_Task instructions_:
Begin at the line that contains "Where can you find the man's arm" and repeat every line from there to the end of the records below, inclusive, without adding any other line.

(Natural-language object grounding data)
# # # #

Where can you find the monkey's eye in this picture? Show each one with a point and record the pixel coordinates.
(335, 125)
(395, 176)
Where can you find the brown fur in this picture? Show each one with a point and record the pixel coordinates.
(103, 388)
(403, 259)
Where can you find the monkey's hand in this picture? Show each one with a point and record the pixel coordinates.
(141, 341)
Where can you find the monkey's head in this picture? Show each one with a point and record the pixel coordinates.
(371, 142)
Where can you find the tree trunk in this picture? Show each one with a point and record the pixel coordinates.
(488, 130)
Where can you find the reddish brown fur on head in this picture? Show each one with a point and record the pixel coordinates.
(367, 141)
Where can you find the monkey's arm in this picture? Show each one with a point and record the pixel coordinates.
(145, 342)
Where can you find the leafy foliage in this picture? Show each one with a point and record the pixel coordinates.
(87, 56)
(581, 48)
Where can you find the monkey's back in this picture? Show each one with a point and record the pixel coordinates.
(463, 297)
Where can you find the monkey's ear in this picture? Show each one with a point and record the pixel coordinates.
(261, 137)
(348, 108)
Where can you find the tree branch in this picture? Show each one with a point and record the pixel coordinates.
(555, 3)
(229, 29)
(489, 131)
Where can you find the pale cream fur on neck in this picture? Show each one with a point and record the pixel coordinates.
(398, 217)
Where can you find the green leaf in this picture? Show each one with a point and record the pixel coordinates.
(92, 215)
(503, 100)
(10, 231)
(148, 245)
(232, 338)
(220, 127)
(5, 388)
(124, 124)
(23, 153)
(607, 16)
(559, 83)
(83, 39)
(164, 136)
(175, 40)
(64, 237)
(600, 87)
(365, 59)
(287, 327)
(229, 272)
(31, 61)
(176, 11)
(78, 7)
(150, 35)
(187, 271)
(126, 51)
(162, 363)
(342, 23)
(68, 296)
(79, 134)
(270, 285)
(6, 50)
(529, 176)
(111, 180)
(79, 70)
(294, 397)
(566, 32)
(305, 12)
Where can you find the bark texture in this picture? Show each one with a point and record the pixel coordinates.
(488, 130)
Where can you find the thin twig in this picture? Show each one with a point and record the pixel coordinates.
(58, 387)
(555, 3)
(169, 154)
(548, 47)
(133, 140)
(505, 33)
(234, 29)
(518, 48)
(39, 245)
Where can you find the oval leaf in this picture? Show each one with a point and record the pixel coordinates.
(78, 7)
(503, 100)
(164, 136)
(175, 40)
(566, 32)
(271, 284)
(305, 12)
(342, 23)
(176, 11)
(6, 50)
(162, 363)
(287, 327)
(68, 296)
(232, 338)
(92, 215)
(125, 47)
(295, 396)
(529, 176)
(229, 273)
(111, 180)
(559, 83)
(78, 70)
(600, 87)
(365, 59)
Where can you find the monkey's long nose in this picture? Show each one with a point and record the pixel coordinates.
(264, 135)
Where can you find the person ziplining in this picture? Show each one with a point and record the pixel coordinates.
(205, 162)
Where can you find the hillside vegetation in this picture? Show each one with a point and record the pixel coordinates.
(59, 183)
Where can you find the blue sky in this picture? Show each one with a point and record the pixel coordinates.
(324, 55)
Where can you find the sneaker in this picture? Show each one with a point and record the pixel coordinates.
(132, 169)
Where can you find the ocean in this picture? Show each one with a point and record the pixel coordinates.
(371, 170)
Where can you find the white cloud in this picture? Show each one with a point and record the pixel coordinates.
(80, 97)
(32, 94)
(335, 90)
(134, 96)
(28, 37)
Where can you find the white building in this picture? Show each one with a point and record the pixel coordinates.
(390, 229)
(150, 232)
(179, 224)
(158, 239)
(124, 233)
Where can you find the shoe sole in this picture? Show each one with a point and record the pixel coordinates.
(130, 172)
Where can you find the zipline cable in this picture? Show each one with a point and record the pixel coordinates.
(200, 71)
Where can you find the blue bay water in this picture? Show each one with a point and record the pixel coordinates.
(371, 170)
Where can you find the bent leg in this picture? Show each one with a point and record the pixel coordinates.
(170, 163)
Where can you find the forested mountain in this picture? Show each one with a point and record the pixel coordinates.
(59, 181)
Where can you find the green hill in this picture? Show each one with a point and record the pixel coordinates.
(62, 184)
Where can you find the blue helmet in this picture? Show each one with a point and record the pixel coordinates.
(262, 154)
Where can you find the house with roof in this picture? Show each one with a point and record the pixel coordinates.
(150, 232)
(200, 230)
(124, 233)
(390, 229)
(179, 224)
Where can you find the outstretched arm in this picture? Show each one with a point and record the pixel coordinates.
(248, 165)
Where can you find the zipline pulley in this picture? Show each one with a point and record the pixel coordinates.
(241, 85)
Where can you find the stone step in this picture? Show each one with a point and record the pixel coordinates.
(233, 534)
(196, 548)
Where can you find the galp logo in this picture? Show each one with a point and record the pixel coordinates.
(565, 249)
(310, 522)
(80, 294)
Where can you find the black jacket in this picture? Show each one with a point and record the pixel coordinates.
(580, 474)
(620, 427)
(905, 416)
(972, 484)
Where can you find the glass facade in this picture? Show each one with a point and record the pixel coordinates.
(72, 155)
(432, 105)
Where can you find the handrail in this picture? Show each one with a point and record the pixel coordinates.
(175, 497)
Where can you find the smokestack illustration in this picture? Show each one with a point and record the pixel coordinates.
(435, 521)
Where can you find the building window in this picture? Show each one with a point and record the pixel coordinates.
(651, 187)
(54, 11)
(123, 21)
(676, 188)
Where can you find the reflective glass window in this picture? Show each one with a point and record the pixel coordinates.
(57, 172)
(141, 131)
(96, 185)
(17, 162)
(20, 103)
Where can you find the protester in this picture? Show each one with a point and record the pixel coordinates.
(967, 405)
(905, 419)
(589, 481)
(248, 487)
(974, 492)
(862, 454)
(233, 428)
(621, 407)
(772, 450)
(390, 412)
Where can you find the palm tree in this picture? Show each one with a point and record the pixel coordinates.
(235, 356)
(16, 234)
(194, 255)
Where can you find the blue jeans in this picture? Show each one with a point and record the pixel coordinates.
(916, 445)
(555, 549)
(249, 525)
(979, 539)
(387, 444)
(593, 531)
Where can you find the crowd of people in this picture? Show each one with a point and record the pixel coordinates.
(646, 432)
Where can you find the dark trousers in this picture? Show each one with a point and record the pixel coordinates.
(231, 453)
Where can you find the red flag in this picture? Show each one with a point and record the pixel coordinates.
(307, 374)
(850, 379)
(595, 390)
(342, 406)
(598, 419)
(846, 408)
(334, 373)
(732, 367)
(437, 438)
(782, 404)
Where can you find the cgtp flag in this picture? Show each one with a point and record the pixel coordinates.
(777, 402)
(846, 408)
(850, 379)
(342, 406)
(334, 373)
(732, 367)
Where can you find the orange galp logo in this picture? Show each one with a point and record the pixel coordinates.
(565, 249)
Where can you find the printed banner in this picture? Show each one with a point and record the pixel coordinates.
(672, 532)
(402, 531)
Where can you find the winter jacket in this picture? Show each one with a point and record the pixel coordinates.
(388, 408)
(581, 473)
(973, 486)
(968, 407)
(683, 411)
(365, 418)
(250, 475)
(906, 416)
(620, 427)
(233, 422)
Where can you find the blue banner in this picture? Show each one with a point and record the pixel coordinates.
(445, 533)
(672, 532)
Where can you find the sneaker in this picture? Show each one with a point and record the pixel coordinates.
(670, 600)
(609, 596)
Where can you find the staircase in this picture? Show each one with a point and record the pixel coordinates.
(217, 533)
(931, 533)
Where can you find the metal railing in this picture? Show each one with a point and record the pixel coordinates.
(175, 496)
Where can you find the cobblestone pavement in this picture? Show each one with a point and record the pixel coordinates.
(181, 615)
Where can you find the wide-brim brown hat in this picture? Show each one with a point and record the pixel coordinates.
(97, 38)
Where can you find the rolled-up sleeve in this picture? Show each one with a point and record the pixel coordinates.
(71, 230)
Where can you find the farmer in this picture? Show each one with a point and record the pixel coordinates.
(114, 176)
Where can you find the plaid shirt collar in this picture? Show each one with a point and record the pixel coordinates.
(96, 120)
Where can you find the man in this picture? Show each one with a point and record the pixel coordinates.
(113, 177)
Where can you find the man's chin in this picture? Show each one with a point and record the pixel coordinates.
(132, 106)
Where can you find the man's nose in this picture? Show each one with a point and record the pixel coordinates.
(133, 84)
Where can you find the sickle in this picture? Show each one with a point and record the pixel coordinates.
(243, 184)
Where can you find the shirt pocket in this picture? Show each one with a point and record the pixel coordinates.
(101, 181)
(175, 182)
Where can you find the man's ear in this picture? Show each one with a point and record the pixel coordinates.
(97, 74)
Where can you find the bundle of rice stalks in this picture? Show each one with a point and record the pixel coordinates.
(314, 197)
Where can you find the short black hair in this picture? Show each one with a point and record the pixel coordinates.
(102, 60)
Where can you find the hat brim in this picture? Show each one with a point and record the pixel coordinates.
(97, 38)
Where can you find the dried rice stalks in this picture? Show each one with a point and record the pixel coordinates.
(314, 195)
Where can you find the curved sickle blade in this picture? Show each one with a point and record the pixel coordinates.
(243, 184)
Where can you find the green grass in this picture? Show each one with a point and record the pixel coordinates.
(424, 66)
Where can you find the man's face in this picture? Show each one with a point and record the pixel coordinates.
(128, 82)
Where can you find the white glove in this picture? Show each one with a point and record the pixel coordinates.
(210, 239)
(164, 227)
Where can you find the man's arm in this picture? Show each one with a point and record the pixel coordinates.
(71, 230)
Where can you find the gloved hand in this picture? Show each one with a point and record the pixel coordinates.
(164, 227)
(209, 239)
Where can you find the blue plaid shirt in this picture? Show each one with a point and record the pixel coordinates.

# # # #

_Task solution_:
Where can you find the man's arm in this picture? Show each one with a point and record the pixel coordinates.
(71, 230)
Where can you find the gloved hand in this picture? Show each one with a point and record the pixel coordinates.
(164, 227)
(209, 239)
Where can you find the blue plaid shirt in this picture? Show each one with a point and record the pixel coordinates.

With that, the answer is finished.